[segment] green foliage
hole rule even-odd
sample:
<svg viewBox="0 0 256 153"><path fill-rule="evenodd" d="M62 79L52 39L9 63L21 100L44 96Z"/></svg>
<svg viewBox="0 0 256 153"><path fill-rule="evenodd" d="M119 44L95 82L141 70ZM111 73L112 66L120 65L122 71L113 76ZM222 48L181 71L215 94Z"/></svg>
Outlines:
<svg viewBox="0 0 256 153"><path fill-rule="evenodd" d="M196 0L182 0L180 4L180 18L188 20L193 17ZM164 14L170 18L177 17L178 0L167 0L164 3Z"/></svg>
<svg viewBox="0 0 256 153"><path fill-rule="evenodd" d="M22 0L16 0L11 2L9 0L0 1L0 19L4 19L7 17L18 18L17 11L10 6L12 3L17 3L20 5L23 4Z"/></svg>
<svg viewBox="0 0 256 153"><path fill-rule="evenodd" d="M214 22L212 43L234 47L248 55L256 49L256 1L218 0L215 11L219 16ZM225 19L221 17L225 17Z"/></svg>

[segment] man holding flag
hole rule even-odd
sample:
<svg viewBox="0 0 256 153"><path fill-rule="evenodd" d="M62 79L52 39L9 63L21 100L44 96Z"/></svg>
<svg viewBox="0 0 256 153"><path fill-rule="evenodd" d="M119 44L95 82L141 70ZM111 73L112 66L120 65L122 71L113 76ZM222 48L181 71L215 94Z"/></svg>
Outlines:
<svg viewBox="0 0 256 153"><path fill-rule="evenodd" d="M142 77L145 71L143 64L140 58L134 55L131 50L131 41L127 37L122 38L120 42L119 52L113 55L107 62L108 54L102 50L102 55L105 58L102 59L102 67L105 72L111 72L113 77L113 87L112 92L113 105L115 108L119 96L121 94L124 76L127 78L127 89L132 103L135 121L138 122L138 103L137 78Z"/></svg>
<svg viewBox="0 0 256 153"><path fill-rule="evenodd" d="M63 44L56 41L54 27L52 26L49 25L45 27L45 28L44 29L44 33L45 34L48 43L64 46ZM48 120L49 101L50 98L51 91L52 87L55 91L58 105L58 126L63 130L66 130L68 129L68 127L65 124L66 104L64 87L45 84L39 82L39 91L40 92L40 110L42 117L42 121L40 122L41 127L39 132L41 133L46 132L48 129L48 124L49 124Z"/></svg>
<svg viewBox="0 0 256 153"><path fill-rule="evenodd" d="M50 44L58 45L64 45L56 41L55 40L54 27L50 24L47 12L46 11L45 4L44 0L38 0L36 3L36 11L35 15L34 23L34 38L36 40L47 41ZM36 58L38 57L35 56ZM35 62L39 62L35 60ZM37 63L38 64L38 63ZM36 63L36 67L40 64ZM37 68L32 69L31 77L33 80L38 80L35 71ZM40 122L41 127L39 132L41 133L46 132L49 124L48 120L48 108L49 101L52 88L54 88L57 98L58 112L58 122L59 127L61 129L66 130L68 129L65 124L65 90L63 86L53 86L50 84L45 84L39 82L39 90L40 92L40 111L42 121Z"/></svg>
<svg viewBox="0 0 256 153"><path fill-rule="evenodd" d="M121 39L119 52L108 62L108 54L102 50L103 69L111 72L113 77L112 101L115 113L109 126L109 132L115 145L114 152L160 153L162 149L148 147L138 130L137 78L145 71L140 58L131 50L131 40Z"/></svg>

:::::

WHAT NEEDS TO BE DONE: Render everything from the start of the items down through the line containing "0L16 0L11 2L9" as a Markdown table. Use the columns Row and Entry, give each line its number, and leave out blank lines.

FINAL ANSWER:
| Row | Entry |
|---|---|
| 1 | [segment] green foliage |
| 2 | hole rule even-odd |
| 3 | sample: |
| 4 | <svg viewBox="0 0 256 153"><path fill-rule="evenodd" d="M62 79L52 39L9 63L21 100L44 96Z"/></svg> |
| 5 | <svg viewBox="0 0 256 153"><path fill-rule="evenodd" d="M119 44L95 82L141 70ZM111 73L112 66L120 65L122 71L113 76ZM222 48L181 71L215 94Z"/></svg> |
| 6 | Outlines: |
| 7 | <svg viewBox="0 0 256 153"><path fill-rule="evenodd" d="M196 0L182 0L180 4L180 18L188 20L193 17ZM164 14L170 18L177 17L178 0L167 0L164 3Z"/></svg> |
| 8 | <svg viewBox="0 0 256 153"><path fill-rule="evenodd" d="M22 0L16 0L11 2L9 0L0 1L0 19L4 19L7 17L18 18L17 11L10 6L12 3L17 3L20 5L23 4Z"/></svg> |